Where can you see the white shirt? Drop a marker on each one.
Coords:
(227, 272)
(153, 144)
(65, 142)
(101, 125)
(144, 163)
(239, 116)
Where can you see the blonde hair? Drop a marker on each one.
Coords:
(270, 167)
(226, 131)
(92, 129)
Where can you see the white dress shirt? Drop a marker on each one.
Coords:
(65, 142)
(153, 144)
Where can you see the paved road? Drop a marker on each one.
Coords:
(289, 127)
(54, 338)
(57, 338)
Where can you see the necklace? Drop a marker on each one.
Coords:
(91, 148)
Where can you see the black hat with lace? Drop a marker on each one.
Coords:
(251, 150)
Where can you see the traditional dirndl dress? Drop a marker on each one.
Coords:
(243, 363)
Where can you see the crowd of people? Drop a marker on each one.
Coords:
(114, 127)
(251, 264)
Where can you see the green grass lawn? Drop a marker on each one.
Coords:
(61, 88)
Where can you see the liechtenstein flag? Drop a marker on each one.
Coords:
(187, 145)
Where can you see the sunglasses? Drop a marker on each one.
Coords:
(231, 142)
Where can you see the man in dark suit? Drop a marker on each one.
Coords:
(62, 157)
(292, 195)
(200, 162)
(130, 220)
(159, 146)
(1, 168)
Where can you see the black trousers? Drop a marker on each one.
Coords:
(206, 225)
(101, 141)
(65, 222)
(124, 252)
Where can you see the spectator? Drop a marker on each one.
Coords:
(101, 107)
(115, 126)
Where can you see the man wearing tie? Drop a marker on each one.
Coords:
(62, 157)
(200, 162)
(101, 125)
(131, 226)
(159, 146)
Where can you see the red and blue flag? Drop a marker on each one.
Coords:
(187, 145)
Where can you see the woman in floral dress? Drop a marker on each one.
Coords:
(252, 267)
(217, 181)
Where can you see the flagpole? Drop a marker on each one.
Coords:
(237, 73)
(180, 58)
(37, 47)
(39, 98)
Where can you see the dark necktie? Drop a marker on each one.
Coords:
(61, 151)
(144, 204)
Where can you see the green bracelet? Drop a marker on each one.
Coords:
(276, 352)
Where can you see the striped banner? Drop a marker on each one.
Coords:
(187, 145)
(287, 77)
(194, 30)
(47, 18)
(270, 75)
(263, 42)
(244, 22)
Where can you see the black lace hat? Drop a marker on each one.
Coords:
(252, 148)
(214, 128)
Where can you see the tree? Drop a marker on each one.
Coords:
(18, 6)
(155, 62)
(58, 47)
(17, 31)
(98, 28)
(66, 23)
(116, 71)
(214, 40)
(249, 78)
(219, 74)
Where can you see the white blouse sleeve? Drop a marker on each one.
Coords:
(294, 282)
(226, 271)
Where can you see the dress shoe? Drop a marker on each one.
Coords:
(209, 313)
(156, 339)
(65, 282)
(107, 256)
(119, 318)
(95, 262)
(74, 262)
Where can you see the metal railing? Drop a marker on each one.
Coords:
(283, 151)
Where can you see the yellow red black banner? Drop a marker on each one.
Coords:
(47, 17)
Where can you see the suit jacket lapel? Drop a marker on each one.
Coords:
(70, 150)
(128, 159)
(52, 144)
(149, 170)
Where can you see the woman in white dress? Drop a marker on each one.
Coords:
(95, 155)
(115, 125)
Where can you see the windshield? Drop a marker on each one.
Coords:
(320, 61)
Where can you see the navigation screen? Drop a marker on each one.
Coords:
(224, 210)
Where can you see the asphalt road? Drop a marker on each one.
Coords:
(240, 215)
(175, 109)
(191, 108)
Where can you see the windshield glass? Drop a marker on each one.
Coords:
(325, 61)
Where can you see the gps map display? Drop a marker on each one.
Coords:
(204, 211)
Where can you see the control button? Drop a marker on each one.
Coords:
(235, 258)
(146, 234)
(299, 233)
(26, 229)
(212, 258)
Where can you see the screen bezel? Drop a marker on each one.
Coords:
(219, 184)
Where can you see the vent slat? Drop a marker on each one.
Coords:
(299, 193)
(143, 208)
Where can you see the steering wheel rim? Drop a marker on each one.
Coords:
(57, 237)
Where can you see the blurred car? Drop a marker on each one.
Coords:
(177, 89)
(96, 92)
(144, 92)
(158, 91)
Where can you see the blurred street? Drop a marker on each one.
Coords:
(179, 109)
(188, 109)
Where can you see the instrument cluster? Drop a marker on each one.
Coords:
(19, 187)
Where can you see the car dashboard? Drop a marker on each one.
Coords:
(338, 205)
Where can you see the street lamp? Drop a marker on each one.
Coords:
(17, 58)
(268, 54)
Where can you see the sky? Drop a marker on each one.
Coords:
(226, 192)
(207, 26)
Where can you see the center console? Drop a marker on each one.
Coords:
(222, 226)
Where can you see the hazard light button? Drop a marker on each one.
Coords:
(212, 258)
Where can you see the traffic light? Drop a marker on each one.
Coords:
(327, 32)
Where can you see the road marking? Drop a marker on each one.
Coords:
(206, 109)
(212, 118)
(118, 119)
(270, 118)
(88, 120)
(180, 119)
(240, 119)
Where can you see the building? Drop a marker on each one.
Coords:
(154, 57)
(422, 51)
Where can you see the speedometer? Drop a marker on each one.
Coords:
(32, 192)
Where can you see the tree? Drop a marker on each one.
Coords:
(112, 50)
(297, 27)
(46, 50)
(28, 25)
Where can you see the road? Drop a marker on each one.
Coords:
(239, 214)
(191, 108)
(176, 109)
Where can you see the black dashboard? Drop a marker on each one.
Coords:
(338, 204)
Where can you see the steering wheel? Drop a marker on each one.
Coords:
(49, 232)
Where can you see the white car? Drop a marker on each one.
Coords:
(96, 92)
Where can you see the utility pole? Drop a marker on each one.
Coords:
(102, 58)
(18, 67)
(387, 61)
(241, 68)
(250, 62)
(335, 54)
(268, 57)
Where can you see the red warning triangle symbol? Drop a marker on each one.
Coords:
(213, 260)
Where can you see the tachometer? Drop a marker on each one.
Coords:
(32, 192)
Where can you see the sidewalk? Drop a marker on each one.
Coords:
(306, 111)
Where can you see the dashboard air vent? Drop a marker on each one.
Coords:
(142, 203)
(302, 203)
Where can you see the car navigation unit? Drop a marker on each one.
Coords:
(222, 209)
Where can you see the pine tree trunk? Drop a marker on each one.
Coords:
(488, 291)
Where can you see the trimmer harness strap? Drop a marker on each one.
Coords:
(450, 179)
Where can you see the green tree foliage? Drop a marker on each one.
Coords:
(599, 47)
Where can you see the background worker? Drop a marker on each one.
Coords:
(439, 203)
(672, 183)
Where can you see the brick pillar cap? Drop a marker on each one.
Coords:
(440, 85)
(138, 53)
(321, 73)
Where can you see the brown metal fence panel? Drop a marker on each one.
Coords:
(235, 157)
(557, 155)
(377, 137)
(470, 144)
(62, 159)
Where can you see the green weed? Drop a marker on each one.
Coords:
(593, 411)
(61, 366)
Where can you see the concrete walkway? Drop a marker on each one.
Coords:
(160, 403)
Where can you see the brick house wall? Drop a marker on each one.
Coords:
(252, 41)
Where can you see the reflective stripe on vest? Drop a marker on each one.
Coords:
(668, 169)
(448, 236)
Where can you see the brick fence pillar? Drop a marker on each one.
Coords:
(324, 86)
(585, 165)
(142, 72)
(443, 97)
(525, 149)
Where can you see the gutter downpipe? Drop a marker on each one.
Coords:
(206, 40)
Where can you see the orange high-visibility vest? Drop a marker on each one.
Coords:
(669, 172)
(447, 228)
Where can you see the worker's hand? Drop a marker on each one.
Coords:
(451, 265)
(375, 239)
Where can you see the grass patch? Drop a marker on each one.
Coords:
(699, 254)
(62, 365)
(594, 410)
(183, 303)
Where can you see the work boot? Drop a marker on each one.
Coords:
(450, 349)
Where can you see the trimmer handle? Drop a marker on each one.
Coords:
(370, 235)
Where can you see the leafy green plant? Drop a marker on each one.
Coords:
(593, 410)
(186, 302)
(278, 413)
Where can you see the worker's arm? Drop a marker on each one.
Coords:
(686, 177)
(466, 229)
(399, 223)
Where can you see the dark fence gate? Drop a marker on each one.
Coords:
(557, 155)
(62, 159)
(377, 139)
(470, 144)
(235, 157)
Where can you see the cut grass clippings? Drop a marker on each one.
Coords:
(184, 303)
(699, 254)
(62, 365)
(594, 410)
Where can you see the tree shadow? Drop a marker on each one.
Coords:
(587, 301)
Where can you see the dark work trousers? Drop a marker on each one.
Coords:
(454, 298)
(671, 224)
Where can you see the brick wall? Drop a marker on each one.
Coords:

══════════

**Directions:** Take each line from the preceding material that contains "button" and copy it.

**Solution for this problem:**
Where can you see the control button? Drop a marker on each one.
Where can you see the hazard light button? Drop a marker on each one.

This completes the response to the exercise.